WRITTEN INSTRUCTION 1: Summarize the reply about swapping to a zfs mirror in two sentences.

--- START OF EXTRACTED TEXT ---

Re: curious crashes when under memory pressure

From: Peter 'PMc' Much <pmc_at_citylink.dinoex.sub.org>
Date: Sat, 04 Jan 2025 17:29:31 UTC
On Sat, Jan 04, 2025 at 08:27:06AM -0800, Chris Torek wrote:
! On Sat, Jan 4, 2025 at 7:01 AM Peter 'PMc' Much
! <pmc@citylink.dinoex.sub.org> wrote:
! >> I'm swapping to a zfs mirror
! >
! > Well, You shouldn't do that.
! 
! Why not? Swapping to a *file* on zfs has obvious issues, but swapping
! to a mirrored swap partition seems like it should be entirely safe. A

A "mirrored swap partition" - that would be a zfs volume inside a zfs
pool which runs on some vdevs which happen to be mirrored, right?
I don't know of zfs itself having any notion of "partitions". It
supports volumes, and these have almost all the same features as
filesystems: checksumming, compression, txg buffering, logging,
snapshoting, etc.

So I tend to doubt such being safe. I can't give You logical proof
(it's more than ten years since I looked deeper into the zfs source),
but my belly feeling says there is so many creepy things going on
in the zfs layer nowadays (and very likely a bunch of undiscovered
bugs also), that one should avoid such a stack.
Also, the idea of paging into zfs got popular about the same time when
it got popular to normally not use swap at all, as lots of memory got
available. And while running a system with serious paging (into tens
of GB) is practical, it is probably not the usecase where we would
page into zfs.

A zfs vdev is logically just a fixed-length file - aka a raw partition.
Then above that thing is the zfs logic, with lots of caches. There
is not only the ARC where data must go thru, there is other dbuf
handling, there is more handling on the vdev layer, and all of that
needs some memory. (I looked into these various buffers when I patched
things so zfs gets a bit more NUMA-friendly - many of them use the
UMA allocator scheme, which again has it's own mechanics.)

--- END OF EXTRACTED TEXT ---

WRITTEN INSTRUCTION 2: Recast the records from the line containing "Where can the orchard" up to and including the line containing "point(24, 204)" as a Markdown table with the columns Row and Line. Number each line and leave out blank lines.

--- START OF INPUT ROWS ---

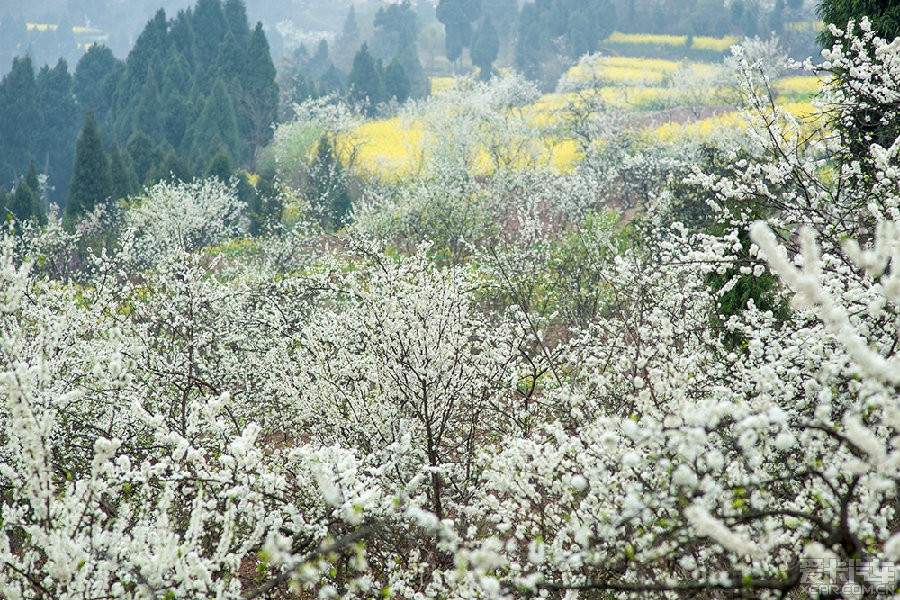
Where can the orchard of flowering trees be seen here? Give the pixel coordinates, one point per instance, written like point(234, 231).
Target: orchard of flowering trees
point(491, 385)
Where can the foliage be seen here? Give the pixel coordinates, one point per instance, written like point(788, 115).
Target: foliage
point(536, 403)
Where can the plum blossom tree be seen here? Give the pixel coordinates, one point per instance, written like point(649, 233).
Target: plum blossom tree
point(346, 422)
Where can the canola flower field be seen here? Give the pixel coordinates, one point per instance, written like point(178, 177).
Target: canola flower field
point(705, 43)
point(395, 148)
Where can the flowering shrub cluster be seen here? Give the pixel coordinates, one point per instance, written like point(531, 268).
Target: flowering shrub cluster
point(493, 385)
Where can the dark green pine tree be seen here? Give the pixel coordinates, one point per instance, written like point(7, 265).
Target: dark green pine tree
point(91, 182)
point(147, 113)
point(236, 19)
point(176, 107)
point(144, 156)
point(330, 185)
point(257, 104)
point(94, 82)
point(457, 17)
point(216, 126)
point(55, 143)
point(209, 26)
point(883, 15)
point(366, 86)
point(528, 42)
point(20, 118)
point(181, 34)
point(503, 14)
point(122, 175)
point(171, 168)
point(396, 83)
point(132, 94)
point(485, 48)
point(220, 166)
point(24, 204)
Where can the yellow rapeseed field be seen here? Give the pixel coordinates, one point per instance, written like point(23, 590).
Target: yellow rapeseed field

--- END OF INPUT ROWS ---
--- START OF INPUT ROWS ---

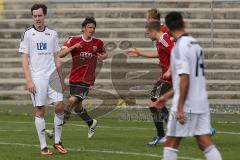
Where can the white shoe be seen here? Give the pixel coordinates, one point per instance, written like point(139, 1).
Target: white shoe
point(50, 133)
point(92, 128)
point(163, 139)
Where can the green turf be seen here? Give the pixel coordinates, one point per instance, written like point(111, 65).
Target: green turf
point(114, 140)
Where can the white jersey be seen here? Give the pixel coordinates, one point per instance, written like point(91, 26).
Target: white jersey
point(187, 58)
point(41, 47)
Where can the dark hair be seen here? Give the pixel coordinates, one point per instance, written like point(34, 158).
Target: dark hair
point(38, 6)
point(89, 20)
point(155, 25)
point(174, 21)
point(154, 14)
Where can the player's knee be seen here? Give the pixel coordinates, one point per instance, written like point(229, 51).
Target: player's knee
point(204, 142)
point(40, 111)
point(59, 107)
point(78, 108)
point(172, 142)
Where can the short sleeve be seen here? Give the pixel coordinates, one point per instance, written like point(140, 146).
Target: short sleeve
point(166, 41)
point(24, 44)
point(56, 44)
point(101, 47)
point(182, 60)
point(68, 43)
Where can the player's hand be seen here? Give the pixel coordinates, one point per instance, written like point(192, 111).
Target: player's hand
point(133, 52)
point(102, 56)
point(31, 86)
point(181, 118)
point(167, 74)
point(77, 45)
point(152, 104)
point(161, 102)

--- END OF INPUT ROWS ---

SOLUTION 1: The writer doubts that swapping to a mirrored swap partition on zfs is safe, noting that zfs has no notion of partitions but offers volumes with filesystem features such as checksumming, compression and snapshotting, and pointing to a gut feeling that the zfs layer holds many creepy things and likely undiscovered bugs. The writer adds that paging into zfs became popular around the time it became common to run without swap, and that the zfs logic above a vdev involves many caches and buffers, such as the ARC and dbuf handling, that all need memory.

SOLUTION 2:
| Row | Line |
|---|---|
| 1 | Where can the orchard of flowering trees be seen here? Give the pixel coordinates, one point per instance, written like point(234, 231). |
| 2 | Target: orchard of flowering trees |
| 3 | point(491, 385) |
| 4 | Where can the foliage be seen here? Give the pixel coordinates, one point per instance, written like point(788, 115). |
| 5 | Target: foliage |
| 6 | point(536, 403) |
| 7 | Where can the plum blossom tree be seen here? Give the pixel coordinates, one point per instance, written like point(649, 233). |
| 8 | Target: plum blossom tree |
| 9 | point(346, 422) |
| 10 | Where can the canola flower field be seen here? Give the pixel coordinates, one point per instance, written like point(178, 177). |
| 11 | Target: canola flower field |
| 12 | point(705, 43) |
| 13 | point(395, 148) |
| 14 | Where can the flowering shrub cluster be seen here? Give the pixel coordinates, one point per instance, written like point(531, 268). |
| 15 | Target: flowering shrub cluster |
| 16 | point(493, 385) |
| 17 | Where can the dark green pine tree be seen here? Give the pixel coordinates, one point per instance, written like point(7, 265). |
| 18 | Target: dark green pine tree |
| 19 | point(91, 182) |
| 20 | point(147, 113) |
| 21 | point(236, 19) |
| 22 | point(176, 107) |
| 23 | point(144, 156) |
| 24 | point(330, 185) |
| 25 | point(257, 104) |
| 26 | point(94, 82) |
| 27 | point(457, 17) |
| 28 | point(216, 126) |
| 29 | point(55, 143) |
| 30 | point(209, 26) |
| 31 | point(883, 15) |
| 32 | point(366, 86) |
| 33 | point(528, 42) |
| 34 | point(20, 118) |
| 35 | point(181, 34) |
| 36 | point(503, 14) |
| 37 | point(122, 175) |
| 38 | point(171, 168) |
| 39 | point(396, 83) |
| 40 | point(132, 94) |
| 41 | point(485, 48) |
| 42 | point(220, 166) |
| 43 | point(24, 204) |